### Data extract
━━━━━━━━
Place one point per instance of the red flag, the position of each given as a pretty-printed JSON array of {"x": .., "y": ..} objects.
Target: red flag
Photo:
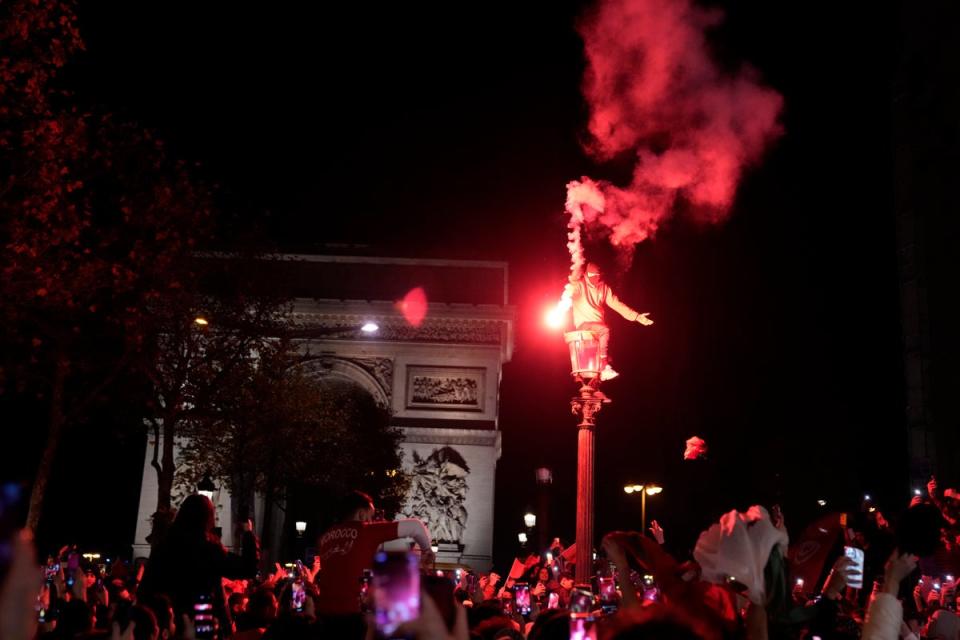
[{"x": 809, "y": 553}]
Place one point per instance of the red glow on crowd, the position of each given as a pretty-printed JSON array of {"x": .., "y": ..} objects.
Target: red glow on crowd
[{"x": 414, "y": 306}]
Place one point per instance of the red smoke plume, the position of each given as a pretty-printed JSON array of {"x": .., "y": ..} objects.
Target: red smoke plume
[{"x": 655, "y": 93}]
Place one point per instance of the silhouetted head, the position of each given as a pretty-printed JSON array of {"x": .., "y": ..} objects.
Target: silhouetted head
[
  {"x": 357, "y": 505},
  {"x": 195, "y": 518},
  {"x": 593, "y": 274}
]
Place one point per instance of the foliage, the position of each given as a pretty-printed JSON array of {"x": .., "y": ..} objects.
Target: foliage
[{"x": 282, "y": 431}]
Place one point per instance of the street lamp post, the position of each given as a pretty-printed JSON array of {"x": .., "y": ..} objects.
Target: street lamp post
[
  {"x": 206, "y": 487},
  {"x": 585, "y": 367},
  {"x": 644, "y": 490},
  {"x": 544, "y": 480}
]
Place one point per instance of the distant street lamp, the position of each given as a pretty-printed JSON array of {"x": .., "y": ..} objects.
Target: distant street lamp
[
  {"x": 644, "y": 490},
  {"x": 544, "y": 482},
  {"x": 206, "y": 487}
]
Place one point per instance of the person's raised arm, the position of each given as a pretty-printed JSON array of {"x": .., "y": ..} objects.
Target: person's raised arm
[
  {"x": 618, "y": 556},
  {"x": 413, "y": 528},
  {"x": 235, "y": 566},
  {"x": 885, "y": 613},
  {"x": 626, "y": 311}
]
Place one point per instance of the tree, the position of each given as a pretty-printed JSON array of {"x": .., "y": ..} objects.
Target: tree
[
  {"x": 283, "y": 432},
  {"x": 97, "y": 225},
  {"x": 206, "y": 340}
]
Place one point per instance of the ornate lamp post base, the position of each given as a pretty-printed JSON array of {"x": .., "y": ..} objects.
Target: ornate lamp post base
[{"x": 585, "y": 406}]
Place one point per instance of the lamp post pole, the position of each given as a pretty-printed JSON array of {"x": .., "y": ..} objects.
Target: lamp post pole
[
  {"x": 585, "y": 367},
  {"x": 643, "y": 512},
  {"x": 585, "y": 406}
]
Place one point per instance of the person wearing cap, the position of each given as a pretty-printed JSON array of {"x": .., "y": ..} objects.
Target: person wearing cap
[{"x": 589, "y": 295}]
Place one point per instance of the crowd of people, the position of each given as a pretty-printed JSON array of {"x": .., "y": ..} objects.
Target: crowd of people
[{"x": 881, "y": 579}]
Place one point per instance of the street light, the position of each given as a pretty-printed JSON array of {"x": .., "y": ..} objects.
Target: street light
[
  {"x": 644, "y": 490},
  {"x": 206, "y": 487},
  {"x": 585, "y": 367}
]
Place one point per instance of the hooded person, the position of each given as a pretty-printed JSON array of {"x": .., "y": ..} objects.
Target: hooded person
[{"x": 589, "y": 295}]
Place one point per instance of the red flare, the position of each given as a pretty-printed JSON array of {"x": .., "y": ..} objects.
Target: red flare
[{"x": 414, "y": 306}]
━━━━━━━━
### Brief
Excluding the pictures, transcribe all of the entries exactly.

### Answer section
Place one point per instance of the red flag, the position of each given as a pretty-printed JSON array of {"x": .., "y": ..} objects.
Target: red flag
Photo:
[{"x": 809, "y": 553}]
Place one point per instance of the red glow on crowd, the position of each given as a pretty-printed JSON array of {"x": .., "y": ..} objects.
Target: red glow on crowd
[{"x": 414, "y": 306}]
Place one point per instance of the red smoke plume, the position of each given as a pretty-printed JSON array of {"x": .., "y": ..} objects.
Target: red smoke plume
[{"x": 655, "y": 93}]
Place one point per instance of the silhouetted head, the position of each given as a pretty-printed JSON array of {"x": .., "y": ..} objects.
Target: silhouetted head
[
  {"x": 357, "y": 505},
  {"x": 195, "y": 518},
  {"x": 593, "y": 274}
]
Place one point per instance of the foliage, the position of each given as a pretty-printed JSON array of {"x": .., "y": ..} objects.
Target: foliage
[{"x": 282, "y": 431}]
Place one point per instance of the street lamp post, the position of each given as a pretty-printed JSON array of {"x": .., "y": ..} objects.
Target: street lamp post
[
  {"x": 206, "y": 487},
  {"x": 585, "y": 367},
  {"x": 644, "y": 490},
  {"x": 544, "y": 480}
]
Place one point per instance of the distant street lamp, the position of each given as a pretty-printed JSON array of {"x": .., "y": ..} objects.
Target: distant street lamp
[
  {"x": 644, "y": 490},
  {"x": 544, "y": 482},
  {"x": 206, "y": 487}
]
Place one point per instance of the person's raised arm, the position of each given as a pretty-printed JSON array of {"x": .., "y": ..} objects.
Target: person's raised arm
[
  {"x": 618, "y": 556},
  {"x": 413, "y": 528},
  {"x": 235, "y": 566},
  {"x": 885, "y": 613},
  {"x": 626, "y": 311}
]
Place one point per instance of the tree, the position of each given as a pretty-printed JSON array of {"x": .., "y": ..} objects.
Target: tree
[
  {"x": 283, "y": 432},
  {"x": 97, "y": 225},
  {"x": 206, "y": 340}
]
Place one point per instance of the ornate lamp post base, the position of each given as a pretty-printed JSON array of {"x": .., "y": ..} objects.
Target: ornate lamp post base
[{"x": 585, "y": 406}]
Place one point per instance of the lamp post pole, the position of each given as a pretty-printed JSON array of {"x": .., "y": ..} objects.
Target: lamp post pole
[
  {"x": 585, "y": 367},
  {"x": 643, "y": 512},
  {"x": 585, "y": 406}
]
Place one point per instance of the person wearing cap, the position of each given as a pretty-printed JSON array of {"x": .., "y": ..} objects.
Target: person wearing cap
[{"x": 589, "y": 295}]
Place one point per instance of the crowd of people, the position of each given as a pretty-printed JSON array of {"x": .., "y": ..} objects.
Target: crowd of people
[{"x": 881, "y": 579}]
Place one point per instance of the street light, the position of each given as a pretty-printed JSON array of {"x": .., "y": ..} objects.
Target: street light
[
  {"x": 644, "y": 490},
  {"x": 206, "y": 487},
  {"x": 585, "y": 367}
]
Place one point per instance of the hooded person, the position of each given as a pretty-printed JSON array of {"x": .., "y": ..} objects.
Target: hooded person
[{"x": 589, "y": 295}]
Place one point per instance of the red flare, the position of each given as a pretty-printed JSON array of {"x": .., "y": ..} objects.
Target: red flare
[{"x": 414, "y": 306}]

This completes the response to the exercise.